## TO DO
Please copy the records below, replacing "forearm" with "wrist" and leaving everything else unchanged. Leave the pictures out of your copy.

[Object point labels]
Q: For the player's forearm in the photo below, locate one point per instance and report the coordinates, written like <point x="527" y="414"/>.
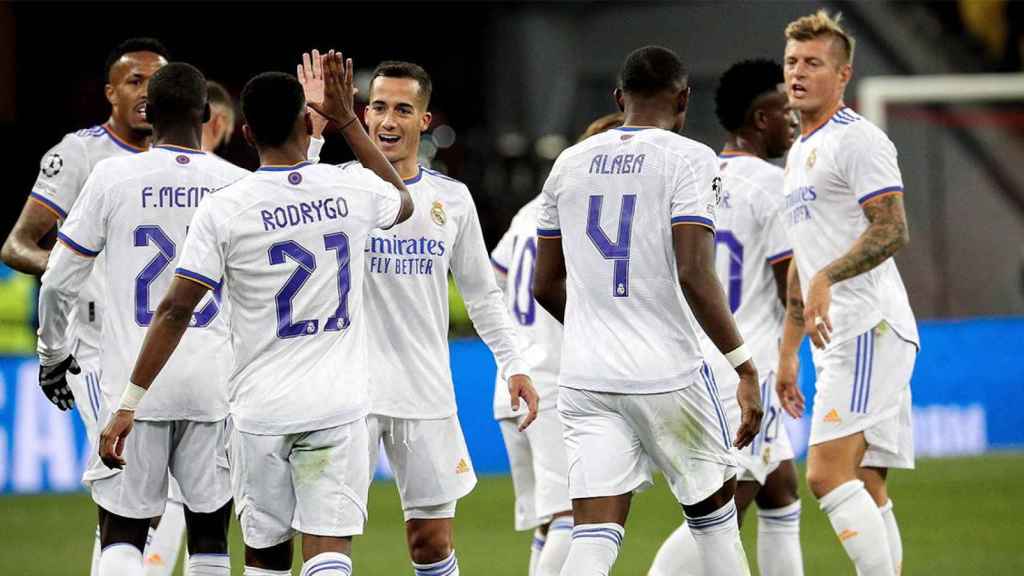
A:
<point x="885" y="236"/>
<point x="705" y="295"/>
<point x="24" y="255"/>
<point x="169" y="324"/>
<point x="793" y="326"/>
<point x="57" y="293"/>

## TASK SOLUTION
Q: For the player's wrist in the photo below, locate one point per instance and report the coordinates, written like <point x="527" y="414"/>.
A:
<point x="885" y="236"/>
<point x="705" y="295"/>
<point x="24" y="255"/>
<point x="169" y="324"/>
<point x="793" y="326"/>
<point x="57" y="293"/>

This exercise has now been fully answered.